--- Data lines ---

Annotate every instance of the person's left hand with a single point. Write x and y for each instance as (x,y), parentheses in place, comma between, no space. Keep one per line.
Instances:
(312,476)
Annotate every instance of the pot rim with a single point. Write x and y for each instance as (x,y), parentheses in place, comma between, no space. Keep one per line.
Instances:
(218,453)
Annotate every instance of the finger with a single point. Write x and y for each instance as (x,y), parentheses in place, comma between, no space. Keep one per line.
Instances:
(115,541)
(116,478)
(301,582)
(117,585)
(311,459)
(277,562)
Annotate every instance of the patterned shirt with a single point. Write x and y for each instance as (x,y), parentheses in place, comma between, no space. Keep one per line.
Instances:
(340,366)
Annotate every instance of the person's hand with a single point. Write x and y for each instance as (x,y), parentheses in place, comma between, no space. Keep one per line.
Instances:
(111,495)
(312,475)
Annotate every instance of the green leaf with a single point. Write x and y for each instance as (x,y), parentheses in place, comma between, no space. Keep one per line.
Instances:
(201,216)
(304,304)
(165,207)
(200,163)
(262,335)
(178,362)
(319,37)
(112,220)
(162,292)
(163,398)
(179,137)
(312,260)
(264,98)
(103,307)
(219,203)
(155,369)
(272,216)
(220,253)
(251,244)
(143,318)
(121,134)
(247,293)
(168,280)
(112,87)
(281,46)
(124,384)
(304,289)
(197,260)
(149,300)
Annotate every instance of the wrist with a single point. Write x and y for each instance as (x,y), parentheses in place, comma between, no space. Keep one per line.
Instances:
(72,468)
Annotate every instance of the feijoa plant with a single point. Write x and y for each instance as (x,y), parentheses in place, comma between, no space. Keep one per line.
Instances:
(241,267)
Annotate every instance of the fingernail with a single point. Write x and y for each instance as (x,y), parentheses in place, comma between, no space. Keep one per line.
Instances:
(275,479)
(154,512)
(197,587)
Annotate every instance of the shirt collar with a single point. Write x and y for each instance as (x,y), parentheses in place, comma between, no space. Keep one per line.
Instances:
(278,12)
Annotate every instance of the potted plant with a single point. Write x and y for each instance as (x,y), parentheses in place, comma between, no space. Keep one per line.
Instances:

---

#### Work to complete
Copy out the whole listing above with "single point" swapped for "single dot" each place it appears, leaving every other word and line unchanged.

#### Solved exercise
Annotate every instance of the person's left hand with a single dot. Write x and y for each instance as (x,y), parentheses in place, comma between, no space. Keep one per line.
Instances:
(312,476)
Annotate every instance of the pot rim with a single dot. Write x and y for each instance as (x,y), parentheses in place, comma between, no space. Keep one per line.
Instances:
(218,453)
Annotate every instance of the finger with a single dot. Write x and y for each instance as (x,y), parentheses in place, comma between, no space. Keep one per line.
Instances:
(115,541)
(116,478)
(301,582)
(117,585)
(311,459)
(277,562)
Annotate every instance of the patterned shirt with a single dot. Write x and y for each instance as (x,y), parentheses in place, comma between, no space. Keep one per line.
Instances:
(340,366)
Annotate every instance of the person's hand with a single dot. Write x and y for each instance as (x,y), parentheses in place, comma between, no space. Keep one per line.
Instances:
(111,495)
(312,475)
Annotate every instance of the green leaf with a single dot. Write x and y for each instance as (x,y), parentheses in place, comma between, no space. Keep one per line.
Instances:
(201,216)
(304,304)
(165,207)
(200,163)
(262,335)
(178,362)
(319,37)
(112,220)
(162,292)
(163,398)
(179,137)
(312,260)
(264,98)
(103,307)
(219,203)
(155,369)
(272,216)
(220,253)
(251,244)
(143,318)
(121,134)
(247,293)
(168,280)
(112,87)
(281,46)
(124,384)
(304,289)
(197,260)
(149,300)
Annotate every instance of the wrist with a single dot. Write x and y for each instance as (x,y), parentheses in place, comma between, no space. Keep one per line.
Instances:
(72,468)
Annotate every instance of the feijoa plant with a single dot. Write x and y for each instance as (x,y), parentheses in place, comma between, no space. Keep one per line.
Instances:
(241,267)
Annotate every instance of the fingernail with a single dot. Write x and y for each instance as (x,y), parentheses in place, comma between, no space. Keep one per line.
Instances:
(275,479)
(154,512)
(197,587)
Annotate every instance of the shirt collar with a single dot. Write x and y for each instance as (x,y), parentheses in place, comma between, no space. Keep one per line.
Instances:
(278,12)
Annotate every instance of the potted plant with a single dot. Write x and y for each instance as (x,y), parentheses in place, comma between, no space. Keep one per line.
Instances:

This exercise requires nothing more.